### EXERCISE DIRECTIONS
So long as no pictures are carried over, output the records below exactly.

───── DATASET RECORDS

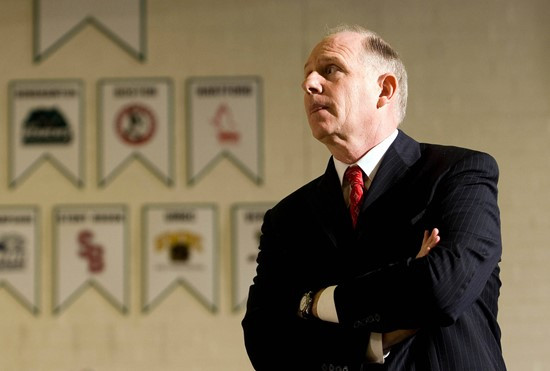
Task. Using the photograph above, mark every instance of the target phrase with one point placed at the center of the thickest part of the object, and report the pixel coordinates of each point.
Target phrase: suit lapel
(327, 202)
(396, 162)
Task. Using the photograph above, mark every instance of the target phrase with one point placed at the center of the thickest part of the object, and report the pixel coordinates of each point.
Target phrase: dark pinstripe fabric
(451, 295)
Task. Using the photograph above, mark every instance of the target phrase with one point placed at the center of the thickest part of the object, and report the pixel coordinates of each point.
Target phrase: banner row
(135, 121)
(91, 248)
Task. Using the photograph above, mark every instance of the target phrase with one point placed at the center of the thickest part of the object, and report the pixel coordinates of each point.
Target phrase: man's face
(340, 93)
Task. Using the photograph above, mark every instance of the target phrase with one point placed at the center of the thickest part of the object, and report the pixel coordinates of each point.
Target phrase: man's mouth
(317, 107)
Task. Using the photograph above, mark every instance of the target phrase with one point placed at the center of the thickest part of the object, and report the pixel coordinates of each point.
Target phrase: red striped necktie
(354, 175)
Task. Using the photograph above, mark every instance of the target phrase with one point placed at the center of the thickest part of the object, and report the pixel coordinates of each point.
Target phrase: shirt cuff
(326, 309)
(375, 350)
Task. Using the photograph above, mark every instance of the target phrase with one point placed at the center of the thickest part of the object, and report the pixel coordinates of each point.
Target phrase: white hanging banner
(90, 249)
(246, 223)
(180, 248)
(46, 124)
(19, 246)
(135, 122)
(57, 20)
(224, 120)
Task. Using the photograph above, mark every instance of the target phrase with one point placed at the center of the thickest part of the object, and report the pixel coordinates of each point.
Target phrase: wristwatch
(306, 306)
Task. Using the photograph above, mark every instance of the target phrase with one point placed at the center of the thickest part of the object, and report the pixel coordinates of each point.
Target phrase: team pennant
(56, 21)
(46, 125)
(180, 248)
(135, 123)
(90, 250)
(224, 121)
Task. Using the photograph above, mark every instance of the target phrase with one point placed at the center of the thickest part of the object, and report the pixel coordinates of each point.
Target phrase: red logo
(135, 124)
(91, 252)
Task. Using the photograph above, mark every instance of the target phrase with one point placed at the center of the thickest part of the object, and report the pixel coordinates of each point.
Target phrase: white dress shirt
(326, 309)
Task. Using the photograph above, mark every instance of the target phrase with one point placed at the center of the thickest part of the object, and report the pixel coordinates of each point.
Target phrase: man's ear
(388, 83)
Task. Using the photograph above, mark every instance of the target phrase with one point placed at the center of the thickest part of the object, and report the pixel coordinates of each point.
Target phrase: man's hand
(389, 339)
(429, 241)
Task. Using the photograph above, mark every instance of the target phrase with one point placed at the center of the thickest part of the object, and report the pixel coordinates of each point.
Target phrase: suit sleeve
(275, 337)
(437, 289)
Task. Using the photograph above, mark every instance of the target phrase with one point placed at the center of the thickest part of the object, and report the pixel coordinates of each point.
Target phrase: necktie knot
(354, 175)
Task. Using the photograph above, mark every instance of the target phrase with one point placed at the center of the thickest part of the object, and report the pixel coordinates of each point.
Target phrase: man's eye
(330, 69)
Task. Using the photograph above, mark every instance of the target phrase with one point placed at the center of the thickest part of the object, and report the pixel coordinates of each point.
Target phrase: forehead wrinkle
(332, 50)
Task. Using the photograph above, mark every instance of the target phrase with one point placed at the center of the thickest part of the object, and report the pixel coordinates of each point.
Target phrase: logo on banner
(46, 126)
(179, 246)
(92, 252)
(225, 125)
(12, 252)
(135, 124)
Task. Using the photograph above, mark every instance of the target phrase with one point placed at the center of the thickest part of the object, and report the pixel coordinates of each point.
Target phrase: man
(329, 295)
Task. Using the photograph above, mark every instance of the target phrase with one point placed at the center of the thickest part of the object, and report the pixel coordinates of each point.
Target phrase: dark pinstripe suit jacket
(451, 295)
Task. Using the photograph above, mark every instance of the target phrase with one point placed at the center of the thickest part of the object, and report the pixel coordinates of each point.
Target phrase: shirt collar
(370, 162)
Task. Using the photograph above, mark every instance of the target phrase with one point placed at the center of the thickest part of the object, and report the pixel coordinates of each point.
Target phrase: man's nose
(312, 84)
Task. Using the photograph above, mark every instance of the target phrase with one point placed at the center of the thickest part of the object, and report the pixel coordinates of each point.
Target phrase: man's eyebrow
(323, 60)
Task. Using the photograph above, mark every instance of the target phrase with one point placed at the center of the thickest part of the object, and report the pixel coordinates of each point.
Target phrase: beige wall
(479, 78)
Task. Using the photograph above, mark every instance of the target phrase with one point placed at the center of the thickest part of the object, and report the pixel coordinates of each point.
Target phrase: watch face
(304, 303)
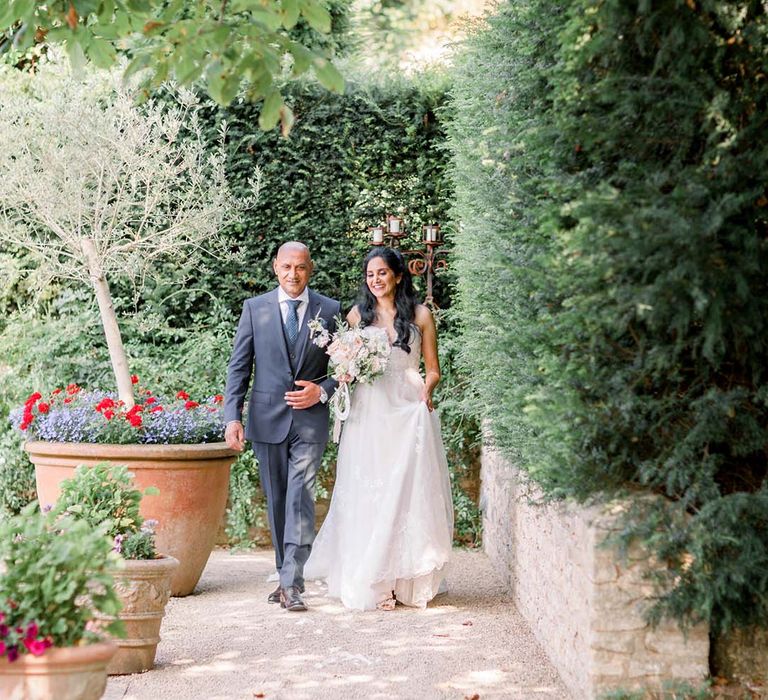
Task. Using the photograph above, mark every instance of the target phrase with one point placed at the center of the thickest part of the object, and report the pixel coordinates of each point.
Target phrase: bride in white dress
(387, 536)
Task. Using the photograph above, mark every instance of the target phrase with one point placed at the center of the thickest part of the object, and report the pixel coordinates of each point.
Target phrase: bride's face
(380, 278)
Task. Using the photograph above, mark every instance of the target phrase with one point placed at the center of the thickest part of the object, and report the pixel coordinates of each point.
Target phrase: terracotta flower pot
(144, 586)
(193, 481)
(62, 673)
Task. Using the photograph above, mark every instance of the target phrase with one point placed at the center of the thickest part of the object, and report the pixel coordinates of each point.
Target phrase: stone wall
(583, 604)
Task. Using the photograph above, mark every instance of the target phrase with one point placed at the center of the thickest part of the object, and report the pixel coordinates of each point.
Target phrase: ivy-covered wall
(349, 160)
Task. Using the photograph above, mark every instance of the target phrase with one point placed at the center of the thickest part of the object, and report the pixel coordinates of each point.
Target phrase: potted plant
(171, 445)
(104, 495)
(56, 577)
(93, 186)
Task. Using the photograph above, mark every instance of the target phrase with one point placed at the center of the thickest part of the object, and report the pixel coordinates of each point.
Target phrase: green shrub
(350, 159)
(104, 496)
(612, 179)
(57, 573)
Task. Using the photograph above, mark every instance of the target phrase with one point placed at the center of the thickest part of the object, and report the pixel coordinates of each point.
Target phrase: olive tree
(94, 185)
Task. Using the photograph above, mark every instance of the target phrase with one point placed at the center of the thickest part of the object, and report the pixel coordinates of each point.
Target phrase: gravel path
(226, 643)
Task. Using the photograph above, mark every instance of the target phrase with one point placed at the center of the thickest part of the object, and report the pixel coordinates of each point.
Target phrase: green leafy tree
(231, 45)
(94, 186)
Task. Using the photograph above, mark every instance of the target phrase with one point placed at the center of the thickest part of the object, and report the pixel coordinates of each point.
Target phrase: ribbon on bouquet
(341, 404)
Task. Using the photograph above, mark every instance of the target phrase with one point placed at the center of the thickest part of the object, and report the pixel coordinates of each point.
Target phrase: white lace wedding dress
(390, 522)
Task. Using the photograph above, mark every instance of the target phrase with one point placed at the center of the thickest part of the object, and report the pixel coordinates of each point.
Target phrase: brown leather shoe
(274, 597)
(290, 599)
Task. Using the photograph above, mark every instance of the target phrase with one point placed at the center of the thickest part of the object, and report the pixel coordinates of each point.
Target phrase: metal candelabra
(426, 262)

──────────

### ANSWER SECTION
Task. Using the photograph above, mark every instance of the target phrase with one point placed at the center of the thickest part of the object, and report the pixel coordinates of each point.
Target phrase: suit lapel
(327, 202)
(396, 162)
Task. Using the photograph above, mark every instance of the target phrase with one point placed at the center of the thickest part of the object, and report the pixel coordinates of each point.
Target phrase: dark pinstripe fabric
(451, 295)
Task. Using the photograph above, mark every instance of the target phrase with one point placed at the center of the thickest part of the object, and report the pixel coordinates of each point.
Target phrase: banner row
(135, 121)
(91, 248)
Task. Using the photograph above, mark every instance of the target phrase with one point placed at the center of the thickest part of the object, and report the pixel coordinates of each point.
Target phrase: man's face
(340, 93)
Task. Using the photograph above, mark every instance of the target phrase with one point placed at the center of the thickest part of the object, and report the pixel coordinates of each point.
Target phrase: man's mouth
(317, 107)
Task. Using the photograph above, mark every instance of the target phrase with one point placed at the center of the thickest part of the object, and report the pixel coordinates of each point.
Target phrase: red striped necktie
(354, 175)
Task. Using the photograph above, mark every instance of the target phrase with one point placed at the center of the thickest part of the object, and report the pixel coordinates of each point.
Target phrase: shirt cuff
(326, 309)
(375, 350)
Task. Using the photograph above, mark every instance of the target phrase with one point placed at the center of the thickest part of the object, and report the pixel coordinates of each point.
Target phrase: white hanging banner
(90, 249)
(246, 223)
(180, 248)
(46, 124)
(19, 246)
(135, 122)
(57, 20)
(224, 120)
Task. Using the photograph above, mark every instance of the target phrase with one point placed at the center of the thickest part of the object, and report the pixel coordinates of each point.
Target phrase: wristwatch
(306, 306)
Task. Using the photograph above, mark every instance of the target phrase with one point placed at the center of the thickest part of the object, and report the pixel coordinates of each point.
Target phrase: team pennant
(56, 21)
(46, 125)
(180, 248)
(135, 123)
(90, 250)
(224, 121)
Task. Using the photograph above, mark every instance of the target phrase with one point placed at the center of the thickest part of the object, and report the pixel coordinates of each point.
Target phrase: red logo
(135, 124)
(91, 252)
Task. Using the photograph above, mark every instance of the target phrase with one point placed at the center of the thickest part of the object, and report the pixel coordinates of each point.
Target phrase: white dress shirt
(326, 309)
Task. Using the photograph above, mark every instance of the target phrase with one point placed at the center of the thickest part of the object, and report the pixel coordinates of each point.
Target phrase: man's ear
(388, 83)
Task. Using the photograph above, mark every instance of the target phrase with one point placed at the center of the thickest part of the object, and report the pixel coordinates of each point.
Target phrase: man's hand
(389, 339)
(429, 241)
Task. Using the photograph above, mark every instance of the target phrase with one point placed at the center of the thickest part of the object, and report the pixel coordinates of each point.
Target phrase: suit sleeve
(275, 337)
(437, 289)
Task. Using the photograph above, mark every instance of the target phrase with one point placed at the center of the thickest part of the object, and report the pixel coordinates of each point.
Target phrase: necktie knot
(354, 175)
Task. Using the photograph above, mark every instance of the target phrase with one point placed at the center of the thickest part of the object, and report the pixel coordinates of each point.
Target phrase: man's eye
(330, 69)
Task. Using the photograph above, mark every instance of the target phrase with one point placed at the center of the thickest part of the object, and report the pixel coordinates of each point.
Target phrase: forehead wrinkle
(332, 50)
Task. Using the photograph above, mark every instance of the target phrase with one point placed at the center of the thickest part of the object, and report the pixel coordinates of each point.
Target phrase: logo on banner
(46, 126)
(179, 246)
(92, 252)
(225, 125)
(12, 252)
(135, 124)
Task. Using the photograph above, mark every instance of the target phrase with one point placed at the center of the thickest part of the object, and report the pixel coordinates of each point.
Target phrase: man
(329, 295)
Task. Using the photograph above, mark every instance of the target phrase with one point placed at the center of the thickest part of the object, and report the pixel coordinates of each point.
Target phrase: dark pinstripe suit jacket
(451, 295)
Task. Using the photograph above, mark every instance of the target phrase with one point placed at the center of the thickest part of the object, and report the pixel coordinates of each point.
Target phrase: shirt collar
(370, 162)
Task. Using the photograph above, mark every instance of the target phrase with one point placed at the center of the thickest part of the object, and report the pixel coordinates of each point.
Target phrase: man's nose
(312, 84)
Task. Using the photograph above, mark every instance of the target phrase with one point placed at the center of the thickest part of the object, and report the pixel coordinates of each point.
Target phrase: man's eyebrow
(323, 60)
Task. Using the photograph above, mark every instance of the target phrase with one point placed at the center of the thickest part of the object, and report the pixel coordinates of each point.
Target phrase: beige wall
(479, 78)
Task. Using the photograph above, mark every instance of the target phrase with one point placed at the center of the thickest part of the object, and report the pixel coordinates of each point.
Target phrase: watch face
(304, 303)
Task. Using the photograph above, mark every instance of the target phrase with one point placed at the center of the thickest part of the object, and report the pixel coordinates of each point.
Target phrase: bride in white dress
(387, 536)
Task. Using the photograph above, mark every instance of the target phrase with one point placed at the center of the thickest part of the object, and report the pixel coordinates of each point.
Target phrase: bride's face
(380, 278)
Task. Using the photograph above, mark every instance of the target phrase with one point placed at the center of the thickest part of the object, and report the pixel coordinates of each point.
Target phrase: terracotta flower pot
(144, 586)
(193, 481)
(62, 673)
Task. Using the photograph above, mark every instance of the target phrase with one point placed at the center of the thickest part of the object, and report the pixel coordinates of each point.
Target phrase: stone wall
(583, 604)
Task. Using the photograph above, mark every instance of the target phrase with one point placed at the center of the thickest part of the object, and report the pixel coordinates of each point.
Target phrase: ivy-covered wall
(349, 160)
Task. Using the photograph above, mark every instance of the target phrase with one point placed at the center of the thickest part of the object, and report the pixel coordinates of each point.
Target phrase: potted plant
(171, 445)
(104, 495)
(56, 577)
(93, 186)
Task. Using the photograph above, mark every instance of the target phrase with one point placed at the center of the thickest part of the object, and report the pixel coordinates of each point.
Target phrase: green shrub
(350, 159)
(104, 496)
(612, 179)
(57, 573)
Task. Using the photograph above, mark every instance of the target phrase with one point placed at the center of the thickest part of the object, and report the pixel coordinates of each point.
Target phrase: olive tree
(94, 185)
Task. Using the photograph above, mark every instance of the target phrase with one point placed at the center of the thickest part of the object, and report the pixel coordinates of each point.
Target phrase: gravel path
(226, 643)
Task. Using the photograph above, mark every instance of the target phrase with one point placed at the center of the thickest part of the object, and report the pixel coordinates of each point.
Target phrase: green leafy tree
(231, 45)
(94, 186)
Task. Using the photograph above, mark every instance of the target phrase with one point placed at the center of the thickest part of the object, and report the pixel coordinates of each point.
Target phrase: ribbon on bouquet
(341, 404)
Task. Using the photograph above, mark every instance of the target phrase with one point placed at the center of the thickest part of the object, and report the pixel coordinates of each point.
Target phrase: white lace wedding dress
(390, 522)
Task. Using the photograph above, mark every instance of the target phrase with one point placed at the center of the thickest part of the object, and report the pixel coordinates of each point.
Target phrase: brown leather shoe
(274, 597)
(290, 599)
Task. Using the photograph above, mark every instance of the target phrase with one point placed at the center of the thickest part of the object, and report the pixel coordinates of each point.
Target phrase: metal candelabra
(426, 262)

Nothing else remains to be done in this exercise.